• Task instructions:
Collect every line in the rows below that contains the string "front", matching case.

════════════════

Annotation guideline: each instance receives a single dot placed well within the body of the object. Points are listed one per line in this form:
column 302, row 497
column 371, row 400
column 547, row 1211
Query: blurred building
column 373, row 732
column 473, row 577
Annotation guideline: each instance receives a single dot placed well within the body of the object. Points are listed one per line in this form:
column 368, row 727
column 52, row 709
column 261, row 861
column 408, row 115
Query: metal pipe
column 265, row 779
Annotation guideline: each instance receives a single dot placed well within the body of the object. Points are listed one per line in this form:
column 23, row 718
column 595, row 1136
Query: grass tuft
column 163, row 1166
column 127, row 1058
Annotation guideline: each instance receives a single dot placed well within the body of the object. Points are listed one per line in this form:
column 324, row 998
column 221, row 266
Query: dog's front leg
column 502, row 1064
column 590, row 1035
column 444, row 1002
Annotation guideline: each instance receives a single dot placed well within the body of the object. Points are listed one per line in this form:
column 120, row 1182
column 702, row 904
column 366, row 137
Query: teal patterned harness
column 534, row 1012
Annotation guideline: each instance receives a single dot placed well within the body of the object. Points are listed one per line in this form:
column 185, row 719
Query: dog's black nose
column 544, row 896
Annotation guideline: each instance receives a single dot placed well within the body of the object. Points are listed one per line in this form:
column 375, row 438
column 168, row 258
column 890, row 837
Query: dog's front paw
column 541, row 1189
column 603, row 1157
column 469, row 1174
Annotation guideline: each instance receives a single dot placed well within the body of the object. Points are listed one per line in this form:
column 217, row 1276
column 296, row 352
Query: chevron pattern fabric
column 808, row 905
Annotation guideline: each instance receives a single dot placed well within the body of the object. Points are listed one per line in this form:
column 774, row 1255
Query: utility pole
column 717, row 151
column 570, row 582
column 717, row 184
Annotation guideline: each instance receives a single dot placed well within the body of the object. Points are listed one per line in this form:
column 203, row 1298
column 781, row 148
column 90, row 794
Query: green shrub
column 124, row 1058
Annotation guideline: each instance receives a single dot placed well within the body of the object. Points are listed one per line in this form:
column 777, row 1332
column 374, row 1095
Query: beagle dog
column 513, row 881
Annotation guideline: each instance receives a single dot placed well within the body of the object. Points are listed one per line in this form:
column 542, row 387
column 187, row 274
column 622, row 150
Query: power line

════════════════

• Answer in full:
Query: dog's front leg
Query: dog's front paw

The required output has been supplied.